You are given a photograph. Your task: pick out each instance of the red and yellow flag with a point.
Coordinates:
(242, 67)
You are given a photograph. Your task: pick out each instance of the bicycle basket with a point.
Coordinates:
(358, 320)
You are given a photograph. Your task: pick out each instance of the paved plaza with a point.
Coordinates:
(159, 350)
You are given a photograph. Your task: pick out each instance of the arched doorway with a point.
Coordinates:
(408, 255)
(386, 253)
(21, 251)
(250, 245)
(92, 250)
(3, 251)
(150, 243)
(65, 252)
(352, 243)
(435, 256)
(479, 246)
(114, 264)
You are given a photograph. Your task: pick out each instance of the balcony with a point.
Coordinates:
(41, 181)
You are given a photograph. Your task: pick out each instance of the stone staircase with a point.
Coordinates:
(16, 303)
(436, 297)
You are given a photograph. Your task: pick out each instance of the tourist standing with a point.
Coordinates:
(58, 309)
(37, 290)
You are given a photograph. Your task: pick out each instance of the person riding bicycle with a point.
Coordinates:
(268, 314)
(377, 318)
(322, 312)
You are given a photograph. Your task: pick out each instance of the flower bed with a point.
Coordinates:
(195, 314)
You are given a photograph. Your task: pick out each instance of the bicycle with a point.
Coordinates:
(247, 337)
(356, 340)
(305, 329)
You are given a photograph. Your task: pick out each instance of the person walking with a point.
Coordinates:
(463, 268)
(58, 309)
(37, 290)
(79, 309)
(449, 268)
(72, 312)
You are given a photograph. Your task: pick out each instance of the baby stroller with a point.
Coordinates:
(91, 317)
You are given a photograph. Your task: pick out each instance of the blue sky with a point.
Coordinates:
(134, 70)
|---|
> _What the exercise asks_:
Nothing may be omitted; retype every record exactly.

> _Answer box_:
You are given a photograph. Your task: pick out each instance of the red and yellow flag with a point.
Coordinates:
(242, 67)
You are given a photograph. Your task: pick out each instance of the bicycle basket with a point.
Coordinates:
(358, 320)
You are given a photograph. Your task: pick out each instance of the paved plaza with a point.
Coordinates:
(159, 350)
You are given a photograph. Your task: pick out each instance of the arched doorway with a point.
Coordinates:
(408, 255)
(386, 253)
(21, 251)
(250, 245)
(92, 250)
(3, 251)
(150, 243)
(65, 252)
(352, 243)
(435, 256)
(479, 246)
(114, 264)
You are given a photograph. Your task: pick out each instance of the balcony with a point.
Coordinates:
(41, 181)
You are given a photograph. Your task: pick out each instance of the stone staircase with a point.
Coordinates:
(16, 303)
(436, 297)
You are given a photograph. Your task: pick out each instance of the tourist standing with a point.
Coordinates:
(58, 309)
(37, 290)
You are given a photograph. Your task: pick out each instance of the person riding bicycle with a point.
Coordinates:
(268, 314)
(377, 318)
(322, 312)
You are given a photograph. Your task: pick out each instance of the flower bed with a point.
Coordinates:
(195, 314)
You are given a photograph. Your task: pick out each instance of the bicycle with a point.
Coordinates:
(247, 337)
(356, 340)
(305, 329)
You are given a photograph. Your task: pick out each instance of the person walking with a point.
Coordinates:
(463, 268)
(58, 309)
(37, 290)
(79, 309)
(449, 268)
(72, 312)
You are given a photograph. Your task: pick out each instance of the baby stroller with a point.
Coordinates:
(91, 317)
You are given a photograph. Your task: pick out each instance of the blue sky with a point.
Coordinates:
(134, 70)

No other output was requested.